= Licoreros de Pampero =

The Licoreros de Pampero was a baseball club who played from 1955 through 1962 in the Venezuelan Professional Baseball League. The team joined the league as a replacement for the Patriotas de Venezuela and played its home games at the Estadio Universitario in Caracas.

==History==
The Pampero team was sponsored by the rum company of that name, and was managed by former Washington Senators catcher Fermin Guerra in its inaugural season. The team finished second behind the champions Industriales de Valencia, relegating the strong Leones del Caracas and Navegantes del Magallanes to the following places in the four-team league. The pitching staff was headed by Clarence Churn, who posted a 10–4 record and a 3.04 earned run average, while tying for the most wins with Magallanes' Ramón Monzant and Caracas' Cal McLish. Besides Churn, Roger Bowman went 9–6 with a 3.55 ERA and 70 strikeouts. Meanwhile, the offense was clearly led by Pedro Formental (.368, six home runs, 32 runs batted in), Mike Goliat (.287, four HR, 34 RBI) and Loren Babe (.293, 43 runs scored, 25 RBI).
-.-.-
▶ [PARTS OF THE EXERCISE]:
(a) Reproduce the passage of the Licoreros de Pampero article between "The Licoreros de" and "Universitario in Caracas.", inclusive.
(b) Turn the paragraph of the Licoreros de Pampero article that opens with "The Pampero team was sponsored" into a short bulleted list of its main facts.
-.-.-
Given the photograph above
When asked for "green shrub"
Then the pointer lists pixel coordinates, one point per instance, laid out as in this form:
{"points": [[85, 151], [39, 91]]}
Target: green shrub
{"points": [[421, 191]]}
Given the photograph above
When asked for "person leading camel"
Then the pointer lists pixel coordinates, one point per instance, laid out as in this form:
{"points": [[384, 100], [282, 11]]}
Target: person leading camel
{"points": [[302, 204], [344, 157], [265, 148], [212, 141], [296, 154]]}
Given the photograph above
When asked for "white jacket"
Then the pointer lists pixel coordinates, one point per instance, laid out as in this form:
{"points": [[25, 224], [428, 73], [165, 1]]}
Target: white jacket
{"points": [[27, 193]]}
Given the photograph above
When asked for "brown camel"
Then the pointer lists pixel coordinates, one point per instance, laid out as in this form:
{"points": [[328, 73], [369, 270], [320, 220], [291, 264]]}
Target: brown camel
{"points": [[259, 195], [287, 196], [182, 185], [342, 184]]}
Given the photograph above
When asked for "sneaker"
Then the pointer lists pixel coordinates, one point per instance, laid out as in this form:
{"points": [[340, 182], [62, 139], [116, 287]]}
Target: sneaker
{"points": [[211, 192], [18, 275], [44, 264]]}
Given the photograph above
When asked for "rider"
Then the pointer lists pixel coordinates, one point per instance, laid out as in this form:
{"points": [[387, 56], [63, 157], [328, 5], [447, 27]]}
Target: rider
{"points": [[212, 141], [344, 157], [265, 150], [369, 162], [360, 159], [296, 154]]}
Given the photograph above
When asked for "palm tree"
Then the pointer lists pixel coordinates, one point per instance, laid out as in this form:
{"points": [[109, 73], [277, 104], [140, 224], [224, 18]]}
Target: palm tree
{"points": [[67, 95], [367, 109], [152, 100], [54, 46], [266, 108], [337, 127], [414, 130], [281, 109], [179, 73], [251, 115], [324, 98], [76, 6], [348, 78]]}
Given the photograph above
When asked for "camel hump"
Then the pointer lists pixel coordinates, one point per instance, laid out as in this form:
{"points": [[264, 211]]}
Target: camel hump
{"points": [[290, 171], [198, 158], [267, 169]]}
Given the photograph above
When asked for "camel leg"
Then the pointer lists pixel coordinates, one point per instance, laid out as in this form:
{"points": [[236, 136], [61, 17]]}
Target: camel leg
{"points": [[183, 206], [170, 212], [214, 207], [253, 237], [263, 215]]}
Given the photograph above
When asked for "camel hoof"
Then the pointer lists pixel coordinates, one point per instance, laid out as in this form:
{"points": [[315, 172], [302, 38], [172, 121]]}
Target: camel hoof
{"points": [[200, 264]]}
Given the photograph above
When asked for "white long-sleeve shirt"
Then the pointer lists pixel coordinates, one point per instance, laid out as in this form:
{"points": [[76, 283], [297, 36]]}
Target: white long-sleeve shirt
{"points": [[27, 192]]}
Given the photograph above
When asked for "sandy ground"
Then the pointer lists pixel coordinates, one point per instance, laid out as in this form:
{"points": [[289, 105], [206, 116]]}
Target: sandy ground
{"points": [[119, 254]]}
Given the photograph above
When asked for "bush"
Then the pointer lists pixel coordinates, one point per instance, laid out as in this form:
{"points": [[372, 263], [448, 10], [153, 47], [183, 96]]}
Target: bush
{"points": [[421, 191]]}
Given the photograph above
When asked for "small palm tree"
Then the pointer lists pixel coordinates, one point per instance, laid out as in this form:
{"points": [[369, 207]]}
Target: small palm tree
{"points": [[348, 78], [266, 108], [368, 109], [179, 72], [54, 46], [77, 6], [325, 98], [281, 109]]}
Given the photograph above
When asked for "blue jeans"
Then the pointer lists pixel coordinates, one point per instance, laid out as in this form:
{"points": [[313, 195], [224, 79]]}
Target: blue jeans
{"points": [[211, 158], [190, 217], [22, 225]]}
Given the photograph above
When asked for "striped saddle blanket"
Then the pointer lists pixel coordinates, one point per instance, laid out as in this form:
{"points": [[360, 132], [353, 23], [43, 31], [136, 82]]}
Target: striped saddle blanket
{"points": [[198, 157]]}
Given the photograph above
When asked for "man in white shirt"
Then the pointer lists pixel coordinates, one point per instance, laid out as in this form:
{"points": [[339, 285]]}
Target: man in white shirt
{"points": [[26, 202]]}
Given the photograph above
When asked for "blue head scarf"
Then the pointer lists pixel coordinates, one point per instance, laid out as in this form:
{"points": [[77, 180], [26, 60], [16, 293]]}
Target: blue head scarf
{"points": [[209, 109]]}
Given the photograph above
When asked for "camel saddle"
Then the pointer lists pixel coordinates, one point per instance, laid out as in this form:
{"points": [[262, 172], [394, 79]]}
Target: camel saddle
-.-.-
▶ [ANSWERS PER TASK]:
(a)
The Licoreros de Pampero was a baseball club who played from 1955 through 1962 in the Venezuelan Professional Baseball League. The team joined the league as a replacement for the Patriotas de Venezuela and played its home games at the Estadio Universitario in Caracas.

(b)
- The rum company of the same name sponsored the team.
- Former Washington Senators catcher Fermin Guerra managed it in its inaugural season.
- In the four-team league, it finished second behind champions Industriales de Valencia, ahead of Leones del Caracas and Navegantes del Magallanes.
- Clarence Churn led the pitching staff with a 10–4 record and a 3.04 ERA. He tied for the most wins with Ramón Monzant of Magallanes and Cal McLish of Caracas.
- Roger Bowman went 9–6 with a 3.55 ERA and 70 strikeouts.
- The offense was led by Pedro Formental (.368, six home runs, 32 RBI), Mike Goliat (.287, four home runs, 34 RBI) and Loren Babe (.293, 43 runs scored, 25 RBI).